THE TASK:
Write out every one of the rows below again, requests included, and offset each x and y coordinate in the answers by adding 62.

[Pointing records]
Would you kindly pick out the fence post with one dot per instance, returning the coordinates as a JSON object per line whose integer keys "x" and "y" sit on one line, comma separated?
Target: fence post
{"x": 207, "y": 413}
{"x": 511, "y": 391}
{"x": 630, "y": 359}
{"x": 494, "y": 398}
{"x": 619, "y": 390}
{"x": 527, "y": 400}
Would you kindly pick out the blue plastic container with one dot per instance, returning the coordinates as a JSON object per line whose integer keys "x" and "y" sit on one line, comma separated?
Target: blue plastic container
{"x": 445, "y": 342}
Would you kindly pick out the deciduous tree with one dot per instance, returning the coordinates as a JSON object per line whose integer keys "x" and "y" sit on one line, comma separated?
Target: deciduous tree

FULL ANSWER:
Would you kindly pick out the fence post with one dot per instance, returning the coordinates as a JSON object per line whose integer keys "x" and "y" sit on one line, comma separated?
Target: fence post
{"x": 269, "y": 475}
{"x": 573, "y": 453}
{"x": 692, "y": 421}
{"x": 556, "y": 460}
{"x": 681, "y": 452}
{"x": 589, "y": 462}
Would you kindly pick out the blue plastic container with one dot per instance, returning the coordinates as a JSON object per line whose integer keys "x" and "y" sit on one line, comma separated?
Target: blue plastic container
{"x": 507, "y": 404}
Would you kindly pick out the deciduous tree with one dot per instance, returning the coordinates as a JSON object per line whose integer keys "x" and "y" sit on one line, comma separated?
Target: deciduous tree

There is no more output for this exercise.